**What you need to do**. Do these statements agree with the igraph exercise page? Answer yes or no for each and quote the words from the page that decide it. 1. The exercise was written by Lars Rønn Olsen. 2. The igraph object is built as a directed graph. 3. The two layouts to try are "kk" and "fr".

**Text shown**.
──────
ExTopology1 igraph solutions

From 22140
Jump to navigation Jump to search

Exercise: Network topology and statistics

Exercise written by: Lars Rønn Olsen

Notes on today's exercise: today we will get a bit more advanced in our use of igraph. If you get stuck, remember that Google and chatGPT are your friends.

Part I. Getting started

load("/home/projects/22140/exercise3.Rdata")

TASK: Create an igraph object with node attributes

g <- graph_from_data_frame(d = interactions, directed = FALSE, vertices = node_attributes)

Part II. Network layout and Selecting nodes

TASK: Explore network layouts

Try two different layouts "kk" and "fr".

ggraph(g, layout = "fr") +
  geom_edge_link() + 
  geom_node_point()

ggraph(g, layout = "kk") +
  geom_edge_link() + 
  geom_node_point()

TASK: Explore TP53 in the network

Report question 1: How many proteins interact with TP53?

Color the nodes depending on whether they interact with TP53 or not, and change the shape of the TP53 node.
──────
**Dataset content**.
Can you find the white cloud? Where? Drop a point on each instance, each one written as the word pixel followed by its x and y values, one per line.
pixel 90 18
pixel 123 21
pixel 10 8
──────
**Exercise answer**.
1. Yes: "Exercise written by: Lars Rønn Olsen"
2. No: "directed = FALSE"
3. Yes: "Try two different layouts "kk" and "fr"."